WHAT YOU NEED TO DO: Please write the data out once more, exactly as it is given.

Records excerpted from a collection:
--- --- ---

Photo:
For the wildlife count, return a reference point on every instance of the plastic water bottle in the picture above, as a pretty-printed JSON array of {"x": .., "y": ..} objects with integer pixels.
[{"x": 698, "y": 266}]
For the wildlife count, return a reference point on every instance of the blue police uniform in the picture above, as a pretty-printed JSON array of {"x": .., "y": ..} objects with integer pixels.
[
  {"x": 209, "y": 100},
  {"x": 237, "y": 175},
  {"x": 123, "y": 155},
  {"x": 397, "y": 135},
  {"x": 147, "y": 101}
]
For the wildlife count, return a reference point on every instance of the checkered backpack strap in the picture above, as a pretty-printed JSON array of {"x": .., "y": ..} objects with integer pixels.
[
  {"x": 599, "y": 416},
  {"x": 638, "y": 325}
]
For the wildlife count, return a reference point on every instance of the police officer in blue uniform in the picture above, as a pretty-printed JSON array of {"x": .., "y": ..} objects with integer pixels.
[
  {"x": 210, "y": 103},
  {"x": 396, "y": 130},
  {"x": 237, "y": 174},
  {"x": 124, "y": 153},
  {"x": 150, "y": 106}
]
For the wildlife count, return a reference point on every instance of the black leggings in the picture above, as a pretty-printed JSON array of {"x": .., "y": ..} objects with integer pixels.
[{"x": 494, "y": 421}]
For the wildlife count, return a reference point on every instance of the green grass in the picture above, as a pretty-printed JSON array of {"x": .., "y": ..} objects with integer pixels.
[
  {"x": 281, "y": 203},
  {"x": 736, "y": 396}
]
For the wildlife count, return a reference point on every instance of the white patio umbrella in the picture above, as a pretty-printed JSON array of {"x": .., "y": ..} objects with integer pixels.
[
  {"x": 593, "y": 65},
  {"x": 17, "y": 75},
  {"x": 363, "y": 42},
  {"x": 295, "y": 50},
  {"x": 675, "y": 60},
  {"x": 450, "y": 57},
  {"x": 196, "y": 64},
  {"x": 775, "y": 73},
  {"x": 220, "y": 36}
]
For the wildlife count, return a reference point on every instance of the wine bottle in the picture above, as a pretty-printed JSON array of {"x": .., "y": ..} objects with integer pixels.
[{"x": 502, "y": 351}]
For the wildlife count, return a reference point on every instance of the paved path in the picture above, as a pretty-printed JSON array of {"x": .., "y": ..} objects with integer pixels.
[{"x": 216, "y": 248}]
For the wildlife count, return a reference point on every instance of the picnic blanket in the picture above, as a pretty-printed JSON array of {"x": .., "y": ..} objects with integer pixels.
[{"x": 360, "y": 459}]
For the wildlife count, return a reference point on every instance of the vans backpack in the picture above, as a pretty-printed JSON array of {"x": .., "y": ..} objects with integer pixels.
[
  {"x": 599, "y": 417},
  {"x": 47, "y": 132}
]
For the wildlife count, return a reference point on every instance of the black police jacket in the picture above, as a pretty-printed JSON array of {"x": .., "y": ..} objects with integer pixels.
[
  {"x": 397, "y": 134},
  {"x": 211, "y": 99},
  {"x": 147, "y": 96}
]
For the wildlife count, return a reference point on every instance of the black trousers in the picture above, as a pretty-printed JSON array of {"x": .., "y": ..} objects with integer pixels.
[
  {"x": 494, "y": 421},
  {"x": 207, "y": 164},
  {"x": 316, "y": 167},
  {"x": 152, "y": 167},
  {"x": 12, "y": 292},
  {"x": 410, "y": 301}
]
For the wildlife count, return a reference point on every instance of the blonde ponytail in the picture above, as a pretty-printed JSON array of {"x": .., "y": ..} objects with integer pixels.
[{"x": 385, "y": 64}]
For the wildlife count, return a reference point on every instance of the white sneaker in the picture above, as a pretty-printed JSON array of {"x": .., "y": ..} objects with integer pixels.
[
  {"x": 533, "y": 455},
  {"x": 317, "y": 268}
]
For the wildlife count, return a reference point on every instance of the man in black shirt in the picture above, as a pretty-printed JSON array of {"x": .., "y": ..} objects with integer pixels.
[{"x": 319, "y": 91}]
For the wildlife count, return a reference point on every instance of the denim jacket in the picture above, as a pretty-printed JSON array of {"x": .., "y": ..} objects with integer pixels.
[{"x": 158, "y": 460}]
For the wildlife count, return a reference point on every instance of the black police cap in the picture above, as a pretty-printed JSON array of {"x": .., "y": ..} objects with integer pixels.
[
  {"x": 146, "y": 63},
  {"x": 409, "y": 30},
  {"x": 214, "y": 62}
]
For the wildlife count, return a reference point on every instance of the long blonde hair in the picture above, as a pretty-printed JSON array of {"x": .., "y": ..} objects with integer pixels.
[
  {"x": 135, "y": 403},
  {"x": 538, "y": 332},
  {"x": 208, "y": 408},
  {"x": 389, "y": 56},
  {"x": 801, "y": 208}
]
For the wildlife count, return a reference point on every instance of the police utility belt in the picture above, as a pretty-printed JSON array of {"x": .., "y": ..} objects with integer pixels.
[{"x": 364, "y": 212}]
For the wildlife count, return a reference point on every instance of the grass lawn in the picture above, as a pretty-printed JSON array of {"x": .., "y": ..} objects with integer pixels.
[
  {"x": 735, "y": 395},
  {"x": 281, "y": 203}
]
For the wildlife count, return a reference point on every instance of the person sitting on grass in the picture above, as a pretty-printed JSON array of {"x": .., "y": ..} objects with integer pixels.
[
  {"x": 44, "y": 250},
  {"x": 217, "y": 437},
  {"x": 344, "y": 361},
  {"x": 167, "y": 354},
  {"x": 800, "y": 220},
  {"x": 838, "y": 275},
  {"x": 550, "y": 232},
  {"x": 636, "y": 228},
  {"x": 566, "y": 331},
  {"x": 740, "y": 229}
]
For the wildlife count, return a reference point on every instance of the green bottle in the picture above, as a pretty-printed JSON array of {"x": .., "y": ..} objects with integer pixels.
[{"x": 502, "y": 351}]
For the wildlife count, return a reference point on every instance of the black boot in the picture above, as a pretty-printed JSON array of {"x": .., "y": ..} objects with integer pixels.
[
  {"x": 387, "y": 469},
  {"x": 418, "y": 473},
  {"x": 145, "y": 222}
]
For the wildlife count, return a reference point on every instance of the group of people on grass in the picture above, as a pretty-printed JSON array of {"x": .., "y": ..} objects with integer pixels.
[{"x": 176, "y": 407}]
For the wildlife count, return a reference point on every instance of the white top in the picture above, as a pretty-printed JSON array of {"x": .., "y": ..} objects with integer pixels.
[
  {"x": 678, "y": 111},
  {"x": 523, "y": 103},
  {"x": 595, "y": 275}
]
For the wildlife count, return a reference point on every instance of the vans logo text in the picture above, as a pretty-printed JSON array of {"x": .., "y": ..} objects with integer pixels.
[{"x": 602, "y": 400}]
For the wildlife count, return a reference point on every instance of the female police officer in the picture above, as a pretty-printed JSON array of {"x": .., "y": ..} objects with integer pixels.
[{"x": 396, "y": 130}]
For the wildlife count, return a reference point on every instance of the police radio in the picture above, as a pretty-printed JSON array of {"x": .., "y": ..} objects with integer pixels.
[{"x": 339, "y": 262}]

--- --- ---

EXERCISE OUTPUT:
Photo:
For the wildlife count, return a reference point on every instance of the plastic water bottle in the picture above, as a pretty-printed JSON array of {"x": .., "y": ..} objects with integer pixels.
[{"x": 698, "y": 266}]
For the wildlife count, return a reference point on every instance of the blue police uniform in the picture above, as a pretty-printed JSON array of {"x": .., "y": ..} objects with integer pixels.
[
  {"x": 209, "y": 100},
  {"x": 237, "y": 175},
  {"x": 123, "y": 155},
  {"x": 397, "y": 135},
  {"x": 147, "y": 101}
]
For the wildlife count, return a reference point on every instance of the checkered backpack strap in the picture above, as a pretty-printed JSON array of {"x": .., "y": ..} objects with integer pixels.
[
  {"x": 599, "y": 416},
  {"x": 638, "y": 325}
]
For the wildlife count, return a reference point on every instance of the police officer in blue uniform in the picture above, as a pretty-printed JSON array of {"x": .., "y": ..} objects with integer pixels.
[
  {"x": 210, "y": 103},
  {"x": 396, "y": 130},
  {"x": 237, "y": 174},
  {"x": 124, "y": 153},
  {"x": 150, "y": 106}
]
For the wildlife count, return a reference point on every instance of the black leggings in the picture above, as a pretty-printed JSON array of {"x": .., "y": ..} objects with integer pixels.
[{"x": 494, "y": 421}]
For the wildlife count, return a reference point on every instance of the green grass in the picture above, as a pretty-printed JSON array of {"x": .., "y": ..} objects with integer pixels.
[
  {"x": 281, "y": 203},
  {"x": 736, "y": 396}
]
For the wildlife count, return a reference point on every instance of the white patio umbrella in the picture above, as a pretty-printed JSON array of {"x": .., "y": ..} objects with integer pixels.
[
  {"x": 593, "y": 65},
  {"x": 17, "y": 75},
  {"x": 363, "y": 42},
  {"x": 295, "y": 50},
  {"x": 675, "y": 60},
  {"x": 450, "y": 57},
  {"x": 196, "y": 64},
  {"x": 775, "y": 73},
  {"x": 220, "y": 36}
]
For the wildlife count, return a reference point on every instance of the wine bottle in the picture above, as a pretty-printed JSON array of {"x": .., "y": ..} objects with integer pixels.
[{"x": 502, "y": 351}]
For the wildlife count, return a reference point on every instance of the paved path in the picture above, as a pretty-printed JSON array of {"x": .., "y": ..} objects with integer pixels.
[{"x": 216, "y": 248}]
For the wildlife count, return a reference point on every instance of the picnic blanket in the picture above, as a pretty-printed JSON array of {"x": .., "y": ..} objects with integer pixels.
[{"x": 360, "y": 459}]
For the wildlife count, return a reference point on every instance of the vans backpack in the picture above, as a pretty-printed JSON array of {"x": .., "y": ..} objects with integer pixels.
[
  {"x": 599, "y": 417},
  {"x": 47, "y": 132}
]
For the wildlife count, return a reference point on every instance of the black police jacket in the picture above, as a pretty-printed JSON array of {"x": .., "y": ..} objects with integer pixels.
[
  {"x": 397, "y": 134},
  {"x": 211, "y": 99},
  {"x": 147, "y": 96}
]
For the wildlife count, return a reference point on every instance of the black trousers in the picture above, as a pretty-printed JSON array of {"x": .., "y": ..} objects with integer pixels.
[
  {"x": 494, "y": 421},
  {"x": 207, "y": 164},
  {"x": 316, "y": 167},
  {"x": 152, "y": 167},
  {"x": 12, "y": 292},
  {"x": 410, "y": 301}
]
For the wildlife count, return a reference point on every instance of the blonde ponytail in the picture above, as a pretty-printed JSON array of {"x": .., "y": ..} objects with integer pixels.
[{"x": 385, "y": 64}]
For the wildlife count, return a reference point on every instance of the white sneaker in the picture above, as a pretty-printed JSON array of {"x": .., "y": ..} objects with integer pixels.
[
  {"x": 533, "y": 455},
  {"x": 317, "y": 268}
]
For the wildlife count, return a reference point on every instance of the man in black shirt in the picture above, as a pretty-printed JSON array of {"x": .., "y": ..} objects with integer pixels.
[{"x": 319, "y": 91}]
For the wildlife count, return a reference point on every instance of the denim jacket in the picture above, as a pretty-printed JSON array of {"x": .., "y": ..} objects with integer pixels.
[{"x": 158, "y": 460}]
For the wildlife count, return a reference point on every instance of the black police cap in the picture above, as a pretty-printed JSON array of {"x": .., "y": ..} objects with integer pixels.
[
  {"x": 146, "y": 63},
  {"x": 409, "y": 30},
  {"x": 214, "y": 62}
]
For the wildlife count, return a reference point on every instance of the long blonde hair in the picture above, as a pretty-printed JSON array of {"x": .., "y": ..} objects with integer pixels.
[
  {"x": 135, "y": 403},
  {"x": 538, "y": 332},
  {"x": 208, "y": 408},
  {"x": 389, "y": 56},
  {"x": 801, "y": 208}
]
For the wildlife count, return a reference point on every instance of the police utility belt in the picture above, as a pretty-printed JSON array of {"x": .., "y": ..} objects with integer pixels.
[{"x": 364, "y": 212}]
For the wildlife count, return a reference point on every instance of the grass lawn in the picture above, as a pretty-printed JSON array of {"x": .., "y": ..} objects with integer pixels.
[
  {"x": 735, "y": 395},
  {"x": 281, "y": 203}
]
For the wildlife count, return a reference point on every instance of the person sitting on grass in the picture above, as a pretty-printed JSON array of {"x": .., "y": ..} objects with integer pixels.
[
  {"x": 44, "y": 250},
  {"x": 217, "y": 437},
  {"x": 344, "y": 361},
  {"x": 167, "y": 354},
  {"x": 800, "y": 220},
  {"x": 838, "y": 275},
  {"x": 550, "y": 232},
  {"x": 636, "y": 228},
  {"x": 566, "y": 331},
  {"x": 740, "y": 229}
]
For the wildlife count, return a reference point on every instance of the green bottle in the picture above, as a pretty-printed JSON array of {"x": .., "y": ..} objects with integer pixels.
[{"x": 502, "y": 351}]
For the wildlife count, return a reference point on every instance of the black boot in the picture above, as a pretty-printed JSON array of {"x": .., "y": ..} objects with integer pixels.
[
  {"x": 387, "y": 469},
  {"x": 418, "y": 473},
  {"x": 145, "y": 222}
]
For the wildlife count, return a reference point on every instance of the group of people on grass in the picture above, as a pretty-printed JSON array of {"x": .., "y": ..} objects with integer pixels.
[{"x": 176, "y": 407}]
For the wildlife count, return a reference point on every instance of the white top in the picture above, as a pretty-printed JSON array of {"x": .., "y": ..} objects with integer pixels.
[
  {"x": 678, "y": 111},
  {"x": 523, "y": 103},
  {"x": 595, "y": 275}
]
For the wildlife count, return a reference point on every instance of the vans logo text in the picture above, as a pretty-printed JSON array of {"x": .., "y": ..} objects with integer pixels.
[{"x": 602, "y": 400}]
For the wildlife count, return a reference point on every instance of the female police officer in the picture above, as a pretty-printed JSON array of {"x": .., "y": ..} objects with integer pixels.
[{"x": 396, "y": 130}]
For the wildlife count, return a reference point on every instance of the police radio in the picture above, as a pretty-printed JSON array of {"x": .., "y": ..} objects with integer pixels.
[{"x": 339, "y": 262}]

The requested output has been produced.